━━ Data

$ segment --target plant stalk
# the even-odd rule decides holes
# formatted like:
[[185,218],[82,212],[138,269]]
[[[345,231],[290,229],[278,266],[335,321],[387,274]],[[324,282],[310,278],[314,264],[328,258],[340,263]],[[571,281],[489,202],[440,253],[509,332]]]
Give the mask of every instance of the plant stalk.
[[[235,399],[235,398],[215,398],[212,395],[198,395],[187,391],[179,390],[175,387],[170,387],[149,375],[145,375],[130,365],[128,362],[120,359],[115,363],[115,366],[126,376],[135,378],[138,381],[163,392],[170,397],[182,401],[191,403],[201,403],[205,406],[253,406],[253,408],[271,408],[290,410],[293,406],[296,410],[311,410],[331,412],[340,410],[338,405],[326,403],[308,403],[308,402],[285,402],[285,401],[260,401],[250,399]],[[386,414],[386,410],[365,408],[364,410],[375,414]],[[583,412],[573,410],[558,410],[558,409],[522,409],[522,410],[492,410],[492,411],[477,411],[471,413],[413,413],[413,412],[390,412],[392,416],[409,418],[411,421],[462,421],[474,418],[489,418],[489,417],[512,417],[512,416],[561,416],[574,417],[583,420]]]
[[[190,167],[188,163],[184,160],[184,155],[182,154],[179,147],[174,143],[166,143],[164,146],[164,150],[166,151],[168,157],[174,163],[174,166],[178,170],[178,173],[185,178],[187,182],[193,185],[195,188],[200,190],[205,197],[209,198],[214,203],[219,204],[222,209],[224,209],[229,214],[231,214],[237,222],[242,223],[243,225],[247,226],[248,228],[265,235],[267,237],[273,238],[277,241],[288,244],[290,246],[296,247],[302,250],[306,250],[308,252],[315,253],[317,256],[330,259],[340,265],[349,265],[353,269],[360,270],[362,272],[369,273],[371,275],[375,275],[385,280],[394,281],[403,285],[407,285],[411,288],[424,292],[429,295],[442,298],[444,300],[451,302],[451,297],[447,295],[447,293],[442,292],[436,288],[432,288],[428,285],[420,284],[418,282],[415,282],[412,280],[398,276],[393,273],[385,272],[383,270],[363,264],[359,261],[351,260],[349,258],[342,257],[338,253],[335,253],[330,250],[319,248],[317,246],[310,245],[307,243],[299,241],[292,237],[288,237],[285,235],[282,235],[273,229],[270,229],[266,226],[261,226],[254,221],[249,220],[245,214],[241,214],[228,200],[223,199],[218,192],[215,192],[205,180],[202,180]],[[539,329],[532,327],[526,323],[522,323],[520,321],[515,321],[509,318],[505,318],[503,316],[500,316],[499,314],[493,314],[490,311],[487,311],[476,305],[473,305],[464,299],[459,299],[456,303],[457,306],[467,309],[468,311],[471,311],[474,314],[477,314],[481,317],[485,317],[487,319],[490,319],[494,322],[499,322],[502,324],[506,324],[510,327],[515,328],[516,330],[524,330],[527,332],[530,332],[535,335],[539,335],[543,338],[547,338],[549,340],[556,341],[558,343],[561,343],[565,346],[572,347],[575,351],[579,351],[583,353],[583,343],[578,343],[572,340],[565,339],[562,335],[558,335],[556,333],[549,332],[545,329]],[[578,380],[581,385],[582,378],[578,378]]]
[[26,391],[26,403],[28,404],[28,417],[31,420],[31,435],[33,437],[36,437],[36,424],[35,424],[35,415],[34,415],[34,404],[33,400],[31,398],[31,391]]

━━━━

What is asked
State how many lines in the records contain the string "plant", matching case exactly. Give only the number.

Solution for this task
2